### WRITTEN PROBLEM:
Please list each ship's code flags as given in the forum thread about the Herta class below, pairing every set with its ship.

### EXTRACT TO READ:
════════
The “*HERTA Class*” used a 5 Cylinder 2 Stroke *Burmeister & Wain * Diesel rated at 2500 BHP except Emilie rated at 2800 BHP. I have just received a wealth of info on this class, and am trying to sort it all out. Lacking, as usual, are the dimensions Length, Beam and Draught. I wonder if I might impose upon you for those missing particulars. They would be appreciated. Cheers, Rory

*HERTA MÆRSK*
4325 BRT

*EMILIE MÆRSK*
4305 BRT

*JESSIE MÆRSK*
4309 BRT

*VIBEKE MÆRSK*
4298 BRT


----------



## R58484956 (Apr 19, 2004)

Herta 339.5 x 51.0 x 27.9 code flags OYFC. 5 CYL DIESEL
Emilie same as Herta CF OXZH
Jessie same as herta CF OYCI
Vibeke same as herta CF OYDX


----------



## Rory (Jun 10, 2005)

Thanks;

This group gets a bit complicated. So far 'I think' I have one nailed down.

*JESSIE MÆRSK * København
1948: Built by Aalborg Værft, Aalborg (Hull-83)
════════
### ENTRIES SUPPLIED:
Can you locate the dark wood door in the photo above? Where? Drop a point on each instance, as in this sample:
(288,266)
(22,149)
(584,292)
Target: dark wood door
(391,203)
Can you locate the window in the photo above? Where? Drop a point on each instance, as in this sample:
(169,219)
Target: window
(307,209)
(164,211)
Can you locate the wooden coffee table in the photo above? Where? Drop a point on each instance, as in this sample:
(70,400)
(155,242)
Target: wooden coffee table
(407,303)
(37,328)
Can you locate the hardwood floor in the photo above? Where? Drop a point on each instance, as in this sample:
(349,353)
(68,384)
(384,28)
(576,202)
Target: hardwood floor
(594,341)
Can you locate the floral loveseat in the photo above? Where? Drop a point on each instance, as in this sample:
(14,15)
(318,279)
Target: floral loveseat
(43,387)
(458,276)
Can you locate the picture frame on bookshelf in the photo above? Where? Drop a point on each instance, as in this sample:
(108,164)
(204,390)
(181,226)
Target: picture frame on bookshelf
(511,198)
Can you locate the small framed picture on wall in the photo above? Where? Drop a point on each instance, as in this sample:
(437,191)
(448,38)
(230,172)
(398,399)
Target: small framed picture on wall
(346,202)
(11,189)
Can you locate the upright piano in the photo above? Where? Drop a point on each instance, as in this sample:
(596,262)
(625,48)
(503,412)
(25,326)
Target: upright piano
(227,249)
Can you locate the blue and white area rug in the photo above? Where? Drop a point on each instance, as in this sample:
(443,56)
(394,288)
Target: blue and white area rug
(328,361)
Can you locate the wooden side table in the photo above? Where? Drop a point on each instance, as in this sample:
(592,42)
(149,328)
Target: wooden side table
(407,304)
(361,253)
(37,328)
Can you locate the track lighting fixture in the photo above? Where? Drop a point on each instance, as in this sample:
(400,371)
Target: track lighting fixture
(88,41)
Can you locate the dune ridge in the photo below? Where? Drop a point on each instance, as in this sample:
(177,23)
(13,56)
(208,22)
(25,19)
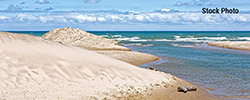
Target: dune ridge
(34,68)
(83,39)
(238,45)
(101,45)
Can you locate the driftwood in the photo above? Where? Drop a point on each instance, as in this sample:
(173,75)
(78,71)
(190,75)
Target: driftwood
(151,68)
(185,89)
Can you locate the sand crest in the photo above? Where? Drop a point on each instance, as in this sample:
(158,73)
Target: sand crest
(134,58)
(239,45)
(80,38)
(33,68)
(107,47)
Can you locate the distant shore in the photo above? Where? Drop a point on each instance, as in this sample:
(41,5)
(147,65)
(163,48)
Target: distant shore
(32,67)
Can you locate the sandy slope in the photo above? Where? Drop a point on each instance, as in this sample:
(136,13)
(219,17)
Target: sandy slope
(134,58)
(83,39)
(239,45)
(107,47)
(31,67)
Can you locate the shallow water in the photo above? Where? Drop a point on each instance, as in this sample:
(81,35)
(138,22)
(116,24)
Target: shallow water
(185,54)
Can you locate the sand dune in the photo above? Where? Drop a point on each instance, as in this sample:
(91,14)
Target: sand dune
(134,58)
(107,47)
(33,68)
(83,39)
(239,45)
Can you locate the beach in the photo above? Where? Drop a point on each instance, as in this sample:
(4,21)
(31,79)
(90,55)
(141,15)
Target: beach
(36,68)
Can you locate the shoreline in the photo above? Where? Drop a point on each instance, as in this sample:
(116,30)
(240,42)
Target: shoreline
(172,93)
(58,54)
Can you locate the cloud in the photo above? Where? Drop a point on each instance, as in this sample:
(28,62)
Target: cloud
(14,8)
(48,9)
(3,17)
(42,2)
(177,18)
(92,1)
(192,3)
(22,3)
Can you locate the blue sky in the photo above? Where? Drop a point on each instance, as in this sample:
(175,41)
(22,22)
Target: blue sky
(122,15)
════════
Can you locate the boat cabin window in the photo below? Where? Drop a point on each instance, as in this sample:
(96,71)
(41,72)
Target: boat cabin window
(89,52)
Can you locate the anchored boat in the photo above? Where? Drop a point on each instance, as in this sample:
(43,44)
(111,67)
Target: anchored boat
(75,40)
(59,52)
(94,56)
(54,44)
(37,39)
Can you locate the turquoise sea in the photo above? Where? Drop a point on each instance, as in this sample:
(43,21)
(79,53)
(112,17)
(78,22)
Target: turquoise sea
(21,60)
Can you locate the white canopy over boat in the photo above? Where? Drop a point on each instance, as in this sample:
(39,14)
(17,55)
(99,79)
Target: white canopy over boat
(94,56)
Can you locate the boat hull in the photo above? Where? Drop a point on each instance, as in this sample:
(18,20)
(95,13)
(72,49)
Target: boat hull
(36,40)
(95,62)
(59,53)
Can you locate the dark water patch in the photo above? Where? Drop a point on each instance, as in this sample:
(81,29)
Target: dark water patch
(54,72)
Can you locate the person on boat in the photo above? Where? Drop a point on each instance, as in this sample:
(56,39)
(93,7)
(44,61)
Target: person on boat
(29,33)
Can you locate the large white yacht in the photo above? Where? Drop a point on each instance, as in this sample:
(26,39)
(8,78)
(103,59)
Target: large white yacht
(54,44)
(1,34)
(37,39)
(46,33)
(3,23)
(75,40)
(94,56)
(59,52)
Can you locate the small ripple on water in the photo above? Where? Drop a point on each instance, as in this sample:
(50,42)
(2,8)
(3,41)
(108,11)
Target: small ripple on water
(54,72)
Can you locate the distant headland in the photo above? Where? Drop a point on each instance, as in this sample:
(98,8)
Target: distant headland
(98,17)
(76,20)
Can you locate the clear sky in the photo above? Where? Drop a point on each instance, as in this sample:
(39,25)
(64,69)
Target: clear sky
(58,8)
════════
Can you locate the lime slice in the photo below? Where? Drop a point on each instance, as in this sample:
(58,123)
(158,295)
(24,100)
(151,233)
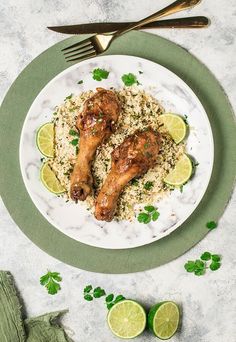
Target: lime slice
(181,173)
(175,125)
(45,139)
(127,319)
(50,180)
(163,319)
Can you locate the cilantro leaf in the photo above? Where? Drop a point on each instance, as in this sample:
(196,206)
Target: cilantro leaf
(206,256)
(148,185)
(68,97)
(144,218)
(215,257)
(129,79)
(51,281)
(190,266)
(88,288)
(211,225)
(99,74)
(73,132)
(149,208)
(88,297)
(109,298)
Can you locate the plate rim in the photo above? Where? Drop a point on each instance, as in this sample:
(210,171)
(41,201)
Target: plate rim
════════
### CORRECT RESPONSE:
Herta: OYFC
Emilie: OXZH
Jessie: OYCI
Vibeke: OYDX